— LES LIGNES —
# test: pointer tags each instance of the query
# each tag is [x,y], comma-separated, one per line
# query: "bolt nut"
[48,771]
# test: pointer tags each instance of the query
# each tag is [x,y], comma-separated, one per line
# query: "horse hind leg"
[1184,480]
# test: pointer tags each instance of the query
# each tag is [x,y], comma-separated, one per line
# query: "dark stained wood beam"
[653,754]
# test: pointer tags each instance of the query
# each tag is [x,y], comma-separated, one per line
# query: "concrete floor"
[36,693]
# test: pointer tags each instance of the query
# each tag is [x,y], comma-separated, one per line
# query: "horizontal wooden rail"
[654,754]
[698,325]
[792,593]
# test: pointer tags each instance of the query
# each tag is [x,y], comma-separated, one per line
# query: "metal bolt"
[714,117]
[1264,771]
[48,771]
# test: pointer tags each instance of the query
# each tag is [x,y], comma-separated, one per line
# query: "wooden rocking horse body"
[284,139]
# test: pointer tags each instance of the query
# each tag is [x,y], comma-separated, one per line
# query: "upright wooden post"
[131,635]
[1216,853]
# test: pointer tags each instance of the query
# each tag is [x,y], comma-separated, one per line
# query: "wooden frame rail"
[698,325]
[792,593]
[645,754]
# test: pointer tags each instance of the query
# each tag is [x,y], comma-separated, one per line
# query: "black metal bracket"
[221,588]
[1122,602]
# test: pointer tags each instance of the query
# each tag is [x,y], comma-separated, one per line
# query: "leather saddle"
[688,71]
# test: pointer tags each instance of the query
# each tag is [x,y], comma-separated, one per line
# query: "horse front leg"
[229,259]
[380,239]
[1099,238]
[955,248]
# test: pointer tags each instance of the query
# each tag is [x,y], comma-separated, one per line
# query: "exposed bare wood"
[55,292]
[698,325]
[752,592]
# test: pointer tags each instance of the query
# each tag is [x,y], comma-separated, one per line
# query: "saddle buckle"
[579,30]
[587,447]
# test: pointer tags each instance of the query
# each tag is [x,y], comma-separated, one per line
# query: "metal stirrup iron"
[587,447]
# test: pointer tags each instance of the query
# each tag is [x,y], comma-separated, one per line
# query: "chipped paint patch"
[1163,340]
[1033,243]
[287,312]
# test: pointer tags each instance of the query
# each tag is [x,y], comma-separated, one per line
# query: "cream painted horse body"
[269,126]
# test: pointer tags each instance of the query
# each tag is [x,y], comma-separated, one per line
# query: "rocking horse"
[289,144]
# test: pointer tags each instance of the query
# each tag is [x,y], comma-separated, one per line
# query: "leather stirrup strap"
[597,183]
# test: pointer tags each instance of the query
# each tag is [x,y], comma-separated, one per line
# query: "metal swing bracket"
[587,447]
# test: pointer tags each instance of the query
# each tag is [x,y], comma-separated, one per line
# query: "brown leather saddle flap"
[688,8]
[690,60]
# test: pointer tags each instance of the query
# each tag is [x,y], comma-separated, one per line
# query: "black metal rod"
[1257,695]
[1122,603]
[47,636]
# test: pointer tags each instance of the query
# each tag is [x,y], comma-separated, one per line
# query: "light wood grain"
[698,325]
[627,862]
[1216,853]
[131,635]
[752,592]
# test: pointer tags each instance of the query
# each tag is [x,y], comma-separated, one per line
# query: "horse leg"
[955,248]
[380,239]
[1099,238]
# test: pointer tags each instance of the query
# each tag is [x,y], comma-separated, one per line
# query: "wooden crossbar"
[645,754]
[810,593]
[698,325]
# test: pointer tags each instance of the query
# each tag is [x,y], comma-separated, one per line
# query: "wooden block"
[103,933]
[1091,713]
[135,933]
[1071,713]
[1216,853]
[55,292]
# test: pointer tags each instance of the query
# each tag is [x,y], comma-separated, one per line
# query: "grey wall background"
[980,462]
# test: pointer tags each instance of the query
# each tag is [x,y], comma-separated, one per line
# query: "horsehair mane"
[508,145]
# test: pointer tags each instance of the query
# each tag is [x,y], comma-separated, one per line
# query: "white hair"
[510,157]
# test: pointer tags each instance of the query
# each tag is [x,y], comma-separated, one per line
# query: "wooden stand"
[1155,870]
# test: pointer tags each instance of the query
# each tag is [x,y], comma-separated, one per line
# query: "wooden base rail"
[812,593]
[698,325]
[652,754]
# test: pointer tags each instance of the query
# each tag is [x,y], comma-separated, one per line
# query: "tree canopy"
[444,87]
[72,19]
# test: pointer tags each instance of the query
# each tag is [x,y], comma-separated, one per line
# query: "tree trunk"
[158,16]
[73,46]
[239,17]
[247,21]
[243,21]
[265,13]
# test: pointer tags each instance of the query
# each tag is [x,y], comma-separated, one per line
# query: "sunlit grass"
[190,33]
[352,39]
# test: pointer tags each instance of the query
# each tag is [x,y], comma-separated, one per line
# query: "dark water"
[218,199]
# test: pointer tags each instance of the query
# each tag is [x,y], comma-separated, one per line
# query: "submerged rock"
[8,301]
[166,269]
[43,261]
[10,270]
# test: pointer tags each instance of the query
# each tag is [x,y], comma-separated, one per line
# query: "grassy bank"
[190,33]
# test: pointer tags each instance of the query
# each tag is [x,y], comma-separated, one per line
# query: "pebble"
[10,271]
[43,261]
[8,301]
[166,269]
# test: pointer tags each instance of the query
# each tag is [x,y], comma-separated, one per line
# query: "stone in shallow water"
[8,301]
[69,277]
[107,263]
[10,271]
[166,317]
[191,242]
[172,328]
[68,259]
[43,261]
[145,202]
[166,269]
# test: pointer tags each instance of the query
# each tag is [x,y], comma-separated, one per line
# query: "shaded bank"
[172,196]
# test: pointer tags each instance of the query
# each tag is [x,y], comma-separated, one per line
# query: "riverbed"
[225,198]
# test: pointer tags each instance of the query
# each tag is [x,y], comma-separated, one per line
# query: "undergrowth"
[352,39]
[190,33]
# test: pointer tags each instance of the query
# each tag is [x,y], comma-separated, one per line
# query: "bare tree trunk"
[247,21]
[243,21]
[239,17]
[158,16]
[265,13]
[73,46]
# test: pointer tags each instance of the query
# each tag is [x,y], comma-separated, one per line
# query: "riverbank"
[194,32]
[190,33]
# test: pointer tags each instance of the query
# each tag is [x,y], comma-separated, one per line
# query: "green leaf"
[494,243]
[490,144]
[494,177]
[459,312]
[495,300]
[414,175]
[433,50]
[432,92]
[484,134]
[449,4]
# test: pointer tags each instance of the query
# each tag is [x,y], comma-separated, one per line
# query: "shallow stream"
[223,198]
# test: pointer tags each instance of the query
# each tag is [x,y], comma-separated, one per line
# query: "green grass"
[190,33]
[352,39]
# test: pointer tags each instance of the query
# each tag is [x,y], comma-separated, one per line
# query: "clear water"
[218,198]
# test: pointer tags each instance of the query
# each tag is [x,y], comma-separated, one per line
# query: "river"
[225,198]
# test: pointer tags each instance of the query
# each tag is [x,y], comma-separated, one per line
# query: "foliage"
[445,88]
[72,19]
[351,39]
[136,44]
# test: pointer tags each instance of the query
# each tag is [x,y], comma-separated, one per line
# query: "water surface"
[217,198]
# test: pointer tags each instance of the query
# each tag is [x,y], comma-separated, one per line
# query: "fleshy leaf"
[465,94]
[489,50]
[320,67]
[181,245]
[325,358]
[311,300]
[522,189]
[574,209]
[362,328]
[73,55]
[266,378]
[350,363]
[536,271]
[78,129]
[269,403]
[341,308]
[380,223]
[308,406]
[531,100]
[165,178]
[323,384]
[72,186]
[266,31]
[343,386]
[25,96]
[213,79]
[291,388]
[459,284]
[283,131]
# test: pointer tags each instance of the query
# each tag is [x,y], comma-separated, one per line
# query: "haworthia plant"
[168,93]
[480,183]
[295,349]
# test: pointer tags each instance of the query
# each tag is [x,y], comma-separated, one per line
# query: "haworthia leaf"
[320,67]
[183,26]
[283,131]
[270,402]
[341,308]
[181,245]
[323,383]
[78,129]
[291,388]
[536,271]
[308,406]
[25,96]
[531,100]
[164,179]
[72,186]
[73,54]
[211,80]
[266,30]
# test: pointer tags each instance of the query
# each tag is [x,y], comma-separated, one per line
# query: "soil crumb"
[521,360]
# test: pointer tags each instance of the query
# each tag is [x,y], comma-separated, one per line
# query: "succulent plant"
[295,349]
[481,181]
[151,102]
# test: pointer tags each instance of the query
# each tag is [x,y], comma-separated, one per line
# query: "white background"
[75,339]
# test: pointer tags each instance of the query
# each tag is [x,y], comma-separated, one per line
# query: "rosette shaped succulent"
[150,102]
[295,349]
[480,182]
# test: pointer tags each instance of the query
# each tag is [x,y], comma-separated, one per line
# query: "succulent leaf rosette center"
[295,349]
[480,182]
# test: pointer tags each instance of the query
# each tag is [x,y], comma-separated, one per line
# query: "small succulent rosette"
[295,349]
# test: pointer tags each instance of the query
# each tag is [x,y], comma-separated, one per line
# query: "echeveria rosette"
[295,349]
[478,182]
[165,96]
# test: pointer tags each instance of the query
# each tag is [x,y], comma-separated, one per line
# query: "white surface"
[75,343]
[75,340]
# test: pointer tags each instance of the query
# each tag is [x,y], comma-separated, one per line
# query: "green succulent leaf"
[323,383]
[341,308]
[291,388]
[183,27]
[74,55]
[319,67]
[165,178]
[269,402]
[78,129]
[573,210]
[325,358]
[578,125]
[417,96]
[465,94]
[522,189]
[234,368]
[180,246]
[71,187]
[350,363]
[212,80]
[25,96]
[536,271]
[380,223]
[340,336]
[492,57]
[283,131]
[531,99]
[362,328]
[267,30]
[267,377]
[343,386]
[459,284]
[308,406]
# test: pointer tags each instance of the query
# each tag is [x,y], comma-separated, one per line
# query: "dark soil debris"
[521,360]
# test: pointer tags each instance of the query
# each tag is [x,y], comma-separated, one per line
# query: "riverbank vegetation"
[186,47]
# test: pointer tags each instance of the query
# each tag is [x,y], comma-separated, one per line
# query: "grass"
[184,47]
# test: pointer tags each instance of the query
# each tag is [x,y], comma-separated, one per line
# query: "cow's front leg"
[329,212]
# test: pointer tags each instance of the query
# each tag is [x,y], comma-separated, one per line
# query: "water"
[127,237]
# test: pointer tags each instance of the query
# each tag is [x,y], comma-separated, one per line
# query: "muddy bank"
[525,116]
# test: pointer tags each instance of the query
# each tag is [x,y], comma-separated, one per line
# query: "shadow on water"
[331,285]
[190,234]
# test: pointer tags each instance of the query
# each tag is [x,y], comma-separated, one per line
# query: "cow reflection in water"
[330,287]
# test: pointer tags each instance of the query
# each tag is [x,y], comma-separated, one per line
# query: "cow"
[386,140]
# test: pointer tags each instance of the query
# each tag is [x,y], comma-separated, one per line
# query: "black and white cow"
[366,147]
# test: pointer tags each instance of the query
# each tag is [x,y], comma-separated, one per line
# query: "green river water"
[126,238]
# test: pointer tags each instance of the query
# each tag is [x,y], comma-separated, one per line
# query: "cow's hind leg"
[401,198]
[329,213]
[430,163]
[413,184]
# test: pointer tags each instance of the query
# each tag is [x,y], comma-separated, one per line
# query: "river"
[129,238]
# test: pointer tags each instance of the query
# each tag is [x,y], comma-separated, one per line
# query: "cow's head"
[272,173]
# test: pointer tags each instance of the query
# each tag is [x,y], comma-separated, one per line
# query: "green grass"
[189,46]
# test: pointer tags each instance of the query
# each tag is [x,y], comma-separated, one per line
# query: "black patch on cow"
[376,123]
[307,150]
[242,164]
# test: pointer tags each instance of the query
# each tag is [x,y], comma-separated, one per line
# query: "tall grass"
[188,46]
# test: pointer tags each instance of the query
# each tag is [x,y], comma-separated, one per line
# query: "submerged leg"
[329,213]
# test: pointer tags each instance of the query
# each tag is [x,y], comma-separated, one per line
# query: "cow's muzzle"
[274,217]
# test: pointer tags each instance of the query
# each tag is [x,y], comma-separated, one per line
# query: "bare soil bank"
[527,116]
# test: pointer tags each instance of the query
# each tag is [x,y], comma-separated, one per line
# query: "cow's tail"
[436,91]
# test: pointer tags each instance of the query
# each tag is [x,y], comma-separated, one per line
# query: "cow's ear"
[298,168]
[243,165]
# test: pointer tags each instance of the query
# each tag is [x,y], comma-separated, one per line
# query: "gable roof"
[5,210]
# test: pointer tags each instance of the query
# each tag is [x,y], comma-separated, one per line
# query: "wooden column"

— OBJECTIF DE LA TÂCHE —
Combien de lignes ci-dessus contiennent la chaîne "bare" ? Donnez seulement le nombre.

— RÉPONSE —
3